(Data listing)

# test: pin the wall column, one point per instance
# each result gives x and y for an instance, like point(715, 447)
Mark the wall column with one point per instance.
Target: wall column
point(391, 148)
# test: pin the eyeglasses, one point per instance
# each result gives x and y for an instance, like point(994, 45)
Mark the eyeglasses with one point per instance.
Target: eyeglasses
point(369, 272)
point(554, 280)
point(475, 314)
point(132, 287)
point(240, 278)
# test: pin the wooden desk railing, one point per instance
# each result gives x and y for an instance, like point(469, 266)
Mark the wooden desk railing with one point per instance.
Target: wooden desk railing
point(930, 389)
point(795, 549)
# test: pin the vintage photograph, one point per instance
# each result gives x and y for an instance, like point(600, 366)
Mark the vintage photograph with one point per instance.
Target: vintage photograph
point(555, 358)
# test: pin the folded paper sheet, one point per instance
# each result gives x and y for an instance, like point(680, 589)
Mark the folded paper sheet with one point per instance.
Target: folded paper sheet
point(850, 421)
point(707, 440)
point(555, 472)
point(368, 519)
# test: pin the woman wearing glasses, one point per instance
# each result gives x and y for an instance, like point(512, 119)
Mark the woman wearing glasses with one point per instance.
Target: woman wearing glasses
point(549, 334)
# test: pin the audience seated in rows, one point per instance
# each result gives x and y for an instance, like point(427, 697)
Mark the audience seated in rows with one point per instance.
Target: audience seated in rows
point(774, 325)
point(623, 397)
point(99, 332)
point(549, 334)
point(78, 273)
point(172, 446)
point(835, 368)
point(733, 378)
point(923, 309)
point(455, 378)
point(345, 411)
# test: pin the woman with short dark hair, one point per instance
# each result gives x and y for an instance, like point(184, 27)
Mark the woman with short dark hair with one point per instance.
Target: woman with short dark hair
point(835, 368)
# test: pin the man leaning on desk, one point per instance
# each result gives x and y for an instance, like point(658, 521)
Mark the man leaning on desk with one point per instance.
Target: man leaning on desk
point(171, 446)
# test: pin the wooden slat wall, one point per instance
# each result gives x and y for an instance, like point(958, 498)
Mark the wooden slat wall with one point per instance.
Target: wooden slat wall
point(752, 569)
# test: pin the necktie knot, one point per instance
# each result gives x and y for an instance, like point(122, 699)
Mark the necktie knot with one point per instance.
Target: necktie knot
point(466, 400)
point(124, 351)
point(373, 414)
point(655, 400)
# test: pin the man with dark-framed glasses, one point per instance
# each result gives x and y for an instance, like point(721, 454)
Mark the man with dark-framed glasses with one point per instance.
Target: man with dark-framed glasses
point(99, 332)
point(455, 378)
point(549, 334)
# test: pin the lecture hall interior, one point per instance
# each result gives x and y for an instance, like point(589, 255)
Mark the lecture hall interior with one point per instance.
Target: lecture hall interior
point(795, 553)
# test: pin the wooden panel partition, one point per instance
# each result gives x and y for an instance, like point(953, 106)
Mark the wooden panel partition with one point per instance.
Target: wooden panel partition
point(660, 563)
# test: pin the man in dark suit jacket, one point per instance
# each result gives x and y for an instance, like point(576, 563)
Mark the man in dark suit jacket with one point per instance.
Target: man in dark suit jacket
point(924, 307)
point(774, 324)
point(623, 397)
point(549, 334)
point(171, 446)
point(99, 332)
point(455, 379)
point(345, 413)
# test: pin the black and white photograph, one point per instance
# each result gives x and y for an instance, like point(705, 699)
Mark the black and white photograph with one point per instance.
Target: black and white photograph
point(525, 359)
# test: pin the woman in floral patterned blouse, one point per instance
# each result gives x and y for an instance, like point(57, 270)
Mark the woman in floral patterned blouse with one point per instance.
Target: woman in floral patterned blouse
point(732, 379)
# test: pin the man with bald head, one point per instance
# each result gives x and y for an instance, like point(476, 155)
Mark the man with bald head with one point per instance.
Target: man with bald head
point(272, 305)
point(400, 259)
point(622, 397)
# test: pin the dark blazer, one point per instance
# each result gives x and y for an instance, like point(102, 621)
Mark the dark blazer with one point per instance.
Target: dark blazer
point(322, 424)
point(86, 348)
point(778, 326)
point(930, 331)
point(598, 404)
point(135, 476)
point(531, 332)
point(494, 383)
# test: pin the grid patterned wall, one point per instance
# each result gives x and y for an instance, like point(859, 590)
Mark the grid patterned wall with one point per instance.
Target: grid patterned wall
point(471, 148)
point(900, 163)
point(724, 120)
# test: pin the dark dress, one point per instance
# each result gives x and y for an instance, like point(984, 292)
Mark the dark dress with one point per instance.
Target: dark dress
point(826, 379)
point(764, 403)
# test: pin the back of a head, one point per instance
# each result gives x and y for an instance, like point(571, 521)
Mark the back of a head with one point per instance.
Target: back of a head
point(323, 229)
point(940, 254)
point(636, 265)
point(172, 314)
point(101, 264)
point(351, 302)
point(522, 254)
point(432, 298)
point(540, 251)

- [GIVEN PROBLEM] Update all the records above by replacing "one point per instance" with "a single point for each instance" wherever it occurs, keeping everything else the same.

- [WORKED ANSWER]
# test: pin the wall column, a single point for each instance
# each result gives x and y for an instance, like point(715, 447)
Mark the wall column with a single point for each instance.
Target: wall column
point(391, 148)
# test: pin the eyeglasses, a single point for each instance
# each result gives x and y for an instance, like point(994, 45)
Mark the eyeglasses with a single point for each instance.
Target: eyeglasses
point(369, 272)
point(554, 280)
point(475, 314)
point(132, 287)
point(240, 278)
# test: pin the wooden desk railing, a single point for each instance
# each result gives x and y for an instance, like point(469, 266)
Mark the wooden desk railing with a single point for each instance.
Target: wooden desk railing
point(930, 389)
point(795, 549)
# test: pin the vintage photograph, a single point for each instance
# each result gives x and y for an instance, like point(600, 366)
Mark the vintage photograph with a single point for each instance.
Target: vintage photograph
point(555, 358)
# test: pin the folded paper sheet, a single point for each instance
# each result gives x and y for an instance, like point(680, 589)
Mark the folded paper sheet with a single point for each instance.
Target: folded paper sheet
point(850, 421)
point(707, 440)
point(555, 472)
point(368, 519)
# test: pin the woman wearing glasses, a single point for each instance
# each result gives x and y for an instance, like point(512, 119)
Mark the woman wearing glasses with a single point for each instance.
Target: woman wearing glasses
point(549, 334)
# test: pin the audience seated in rows, a single point for each instance
# each result gives x and y for an instance, like point(427, 697)
Mark the audience seated in rows with a single point for each instance.
Target: audience seated in rows
point(774, 325)
point(623, 397)
point(99, 332)
point(549, 334)
point(78, 273)
point(172, 446)
point(835, 368)
point(733, 378)
point(923, 309)
point(455, 378)
point(345, 411)
# test: pin the woman with short dark hair, a single point for each instance
# each result gives x and y for an instance, like point(184, 27)
Mark the woman with short dark hair with a single point for each instance.
Target: woman with short dark hair
point(835, 368)
# test: pin the man leaning on desk, a single point for each instance
# each result gives x and y for an instance, like point(658, 521)
Mark the man leaning on desk with a single point for each instance.
Target: man leaning on desk
point(171, 446)
# test: pin the wooden slat wall, a single point for each instance
# each result gives x and y for an instance, like point(958, 498)
Mark the wooden slat wall with a single point for each instance.
Target: wooden slat wall
point(752, 569)
# test: pin the necktie knot, a single point for each instance
# each result gives x and y for an instance, like point(122, 699)
Mark the necktie knot with a single point for each instance.
Target: necktie knot
point(466, 400)
point(124, 351)
point(373, 414)
point(655, 400)
# test: pin the man with dark-framed glasses, a single point for each instance
# each result gives x and y for an instance, like point(721, 454)
Mark the man with dark-framed glasses with a single point for each instance.
Target: man with dark-framed glasses
point(99, 332)
point(455, 378)
point(549, 334)
# test: pin the lecture hall interior, a single point for each instance
# each result gives x and y for an instance, like point(589, 255)
Mark the lecture hall interior with a single point for each instance.
Target: lecture hall interior
point(795, 553)
# test: pin the wooden panel partition, a single point for each instance
# each result gives x and y for an instance, like point(953, 106)
Mark the wooden panel partition with a single point for each instance.
Target: wooden panel partition
point(660, 563)
# test: pin the man in dark suit jacket, a single point for each instance
# each result gives x and y for an instance, like point(576, 563)
Mark the man in dark suit jacket with a single point for each instance.
Target: man in dark suit jacket
point(924, 307)
point(774, 324)
point(623, 397)
point(549, 334)
point(171, 446)
point(99, 332)
point(455, 379)
point(345, 413)
# test: pin the black and white photograph, a single point for each instance
# each result gives x and y for an instance, like point(705, 699)
Mark the black and white photograph with a single point for each instance.
Target: black and white photograph
point(525, 359)
# test: pin the woman in floral patterned blouse, a single point for each instance
# each result gives x and y for an instance, like point(57, 270)
Mark the woman in floral patterned blouse with a single point for each instance.
Target: woman in floral patterned blouse
point(732, 379)
# test: pin the man with bald head, a single point for each instance
# each result gives x and y for an instance, like point(476, 155)
Mark the man with bald head with a single point for each instance.
Target: man with bald head
point(272, 305)
point(400, 259)
point(622, 397)
# test: pin the dark blazer, a single point for each instance
# each result gives x and y for an instance, like point(102, 621)
Mark the dark blazer with a single point for each instance.
Target: dark blazer
point(322, 424)
point(86, 348)
point(778, 326)
point(930, 331)
point(598, 404)
point(135, 476)
point(531, 332)
point(494, 383)
# test: pin the grid patterned wall, a single point for each instance
# each result gives x and y for an instance, like point(859, 590)
Mark the grid patterned wall with a single point for each instance.
Target: grid patterned wall
point(471, 148)
point(900, 163)
point(724, 120)
# test: pin the dark dress, a single point for each instance
# each result gives x and y for an instance, like point(984, 292)
Mark the dark dress with a single point for each instance.
Target: dark dress
point(826, 379)
point(764, 403)
# test: pin the back of a head, a single point for each instance
# each result gives x and y for an instance, like point(571, 521)
Mark the back of a head with a single point for each instance.
Target: back of a head
point(323, 229)
point(940, 254)
point(636, 265)
point(172, 314)
point(101, 264)
point(351, 302)
point(522, 254)
point(432, 298)
point(540, 251)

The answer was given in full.